READING TEXT |
- - -

- Born: 25 June 1959 Junee, New South Wales
- Died: 13 November 1996 (aged 37)
- Other name: 'Bobbie' Vaile
- Education: University of New South Wales
- Occupation: astrophysicist
- Known for: "Unsung Hero of Australian Science" award

= Bobbie Vaile =

Australian astronomer

Dr Roberta Anne 'Bobbie' Vaile (25 June 1959 – 13 November 1996) was an Australian astrophysicist and senior lecturer in physics at the Faculty of Business and Technology at the University of Western Sydney, Macarthur. She was involved with Project Phoenix (a SETI experiment) and influential in the establishment of the SETI Australia Centre, created at the university in 1995.

== Biography ==
Vaile was born in Junee, New South Wales. She attended the University of Newcastle, where she received her B.Sc. She earned her Ph.D. at the University of New South Wales with a thesis entitled "The Corona Australis Complex" in 1989.

Vale was awarded the Australian Science Communicators' "Unsung Hero of Australian Science" award in 1995 for her work in developing easy and friendly methods of teaching science.

Other published papers include: Seth Shostak, Ron Ekers, Roberta Vaile, 1996. A Search for Artificial Signals from the Small Magellanic Cloud The Astronomical Journal 112, 164-166.

- - -

SOURCE MATERIAL |

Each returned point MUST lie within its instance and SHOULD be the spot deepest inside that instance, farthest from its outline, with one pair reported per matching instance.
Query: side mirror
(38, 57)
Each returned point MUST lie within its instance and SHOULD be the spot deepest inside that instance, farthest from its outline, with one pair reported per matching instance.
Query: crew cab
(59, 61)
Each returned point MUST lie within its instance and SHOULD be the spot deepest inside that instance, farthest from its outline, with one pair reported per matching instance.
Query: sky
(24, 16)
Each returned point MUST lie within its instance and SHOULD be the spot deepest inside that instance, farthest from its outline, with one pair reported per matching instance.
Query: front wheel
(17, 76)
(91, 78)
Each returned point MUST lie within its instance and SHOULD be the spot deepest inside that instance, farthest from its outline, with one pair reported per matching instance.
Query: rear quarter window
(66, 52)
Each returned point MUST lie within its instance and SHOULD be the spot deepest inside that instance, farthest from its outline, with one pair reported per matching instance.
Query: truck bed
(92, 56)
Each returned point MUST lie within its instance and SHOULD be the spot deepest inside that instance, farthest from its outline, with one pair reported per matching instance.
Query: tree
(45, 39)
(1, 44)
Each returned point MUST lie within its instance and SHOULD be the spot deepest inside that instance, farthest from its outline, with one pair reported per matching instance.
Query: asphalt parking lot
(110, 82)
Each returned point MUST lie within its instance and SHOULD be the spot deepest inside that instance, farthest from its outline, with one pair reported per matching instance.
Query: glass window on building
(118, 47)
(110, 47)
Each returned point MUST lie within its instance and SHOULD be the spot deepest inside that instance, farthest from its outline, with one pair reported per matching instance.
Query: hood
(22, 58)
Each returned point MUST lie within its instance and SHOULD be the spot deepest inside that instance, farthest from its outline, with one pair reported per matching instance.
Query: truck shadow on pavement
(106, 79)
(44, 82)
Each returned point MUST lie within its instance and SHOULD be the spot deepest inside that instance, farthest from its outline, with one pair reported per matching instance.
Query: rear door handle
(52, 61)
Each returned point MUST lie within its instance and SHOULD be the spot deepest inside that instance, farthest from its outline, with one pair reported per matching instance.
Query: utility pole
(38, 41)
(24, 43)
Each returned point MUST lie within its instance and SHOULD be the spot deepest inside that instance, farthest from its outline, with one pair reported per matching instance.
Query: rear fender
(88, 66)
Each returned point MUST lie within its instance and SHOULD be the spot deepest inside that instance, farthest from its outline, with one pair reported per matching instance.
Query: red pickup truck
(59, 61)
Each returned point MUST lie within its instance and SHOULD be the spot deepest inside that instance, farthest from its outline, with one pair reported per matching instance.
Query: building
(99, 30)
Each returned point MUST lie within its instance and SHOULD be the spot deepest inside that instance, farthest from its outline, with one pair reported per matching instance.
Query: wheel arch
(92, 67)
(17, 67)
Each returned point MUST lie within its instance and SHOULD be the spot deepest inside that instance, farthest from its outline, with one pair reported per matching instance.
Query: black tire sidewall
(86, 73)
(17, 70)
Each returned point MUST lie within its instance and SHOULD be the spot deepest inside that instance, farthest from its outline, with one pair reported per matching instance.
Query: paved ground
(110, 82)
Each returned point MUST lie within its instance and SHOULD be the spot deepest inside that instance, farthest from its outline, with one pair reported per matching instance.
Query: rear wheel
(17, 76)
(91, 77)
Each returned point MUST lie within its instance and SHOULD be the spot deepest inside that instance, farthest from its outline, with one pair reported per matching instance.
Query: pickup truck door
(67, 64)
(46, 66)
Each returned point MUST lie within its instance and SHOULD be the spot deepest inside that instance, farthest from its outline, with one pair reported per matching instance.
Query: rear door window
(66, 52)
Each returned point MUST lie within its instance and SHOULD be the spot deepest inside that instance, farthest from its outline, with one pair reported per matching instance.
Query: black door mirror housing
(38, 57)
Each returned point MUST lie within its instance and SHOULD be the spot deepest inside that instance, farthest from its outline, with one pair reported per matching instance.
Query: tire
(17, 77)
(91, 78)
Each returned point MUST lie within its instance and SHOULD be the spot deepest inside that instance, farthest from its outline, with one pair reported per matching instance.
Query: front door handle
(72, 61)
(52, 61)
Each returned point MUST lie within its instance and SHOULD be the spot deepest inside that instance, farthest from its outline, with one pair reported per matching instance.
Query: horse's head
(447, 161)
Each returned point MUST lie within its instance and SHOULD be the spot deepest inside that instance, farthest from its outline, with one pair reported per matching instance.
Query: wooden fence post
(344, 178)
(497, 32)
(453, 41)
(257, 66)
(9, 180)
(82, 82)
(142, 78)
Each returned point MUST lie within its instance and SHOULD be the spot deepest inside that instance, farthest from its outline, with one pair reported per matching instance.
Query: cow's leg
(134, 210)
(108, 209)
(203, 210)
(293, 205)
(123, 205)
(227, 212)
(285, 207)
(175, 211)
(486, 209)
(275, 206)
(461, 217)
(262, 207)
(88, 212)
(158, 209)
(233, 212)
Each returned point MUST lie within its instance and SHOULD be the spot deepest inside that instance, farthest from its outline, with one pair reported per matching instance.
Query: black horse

- - -

ASSIGNED TASK 1 |
For each statement, say whether it agrees with the text on Bobbie Vaile, answering yes or no and quoting the words of the text that decide it: (a) Vaile received her B.Sc. from the University of New South Wales. (b) The SETI Australia Centre was created in 1995. (c) Vaile's Ph.D. thesis was titled "The Corona Australis Complex".
ASSIGNED TASK 2 |
According to the text on Bobbie Vaile, what position did she hold at the University of Western Sydney, Macarthur?
ASSIGNED TASK 3 |
Using the text on Bobbie Vaile, explain why she received the Australian Science Communicators' "Unsung Hero of Australian Science" award.
The records have no connection to the text on Bobbie Vaile.

EXERCISE RESULT 1 |
(a) No: "She attended the University of Newcastle, where she received her B.Sc."
(b) Yes: "the SETI Australia Centre, created at the university in 1995"
(c) Yes: "with a thesis entitled "The Corona Australis Complex" in 1989"

EXERCISE RESULT 2 |
She was a senior lecturer in physics at the Faculty of Business and Technology.

EXERCISE RESULT 3 |
She received the award in 1995 for her work developing easy and friendly methods of teaching science.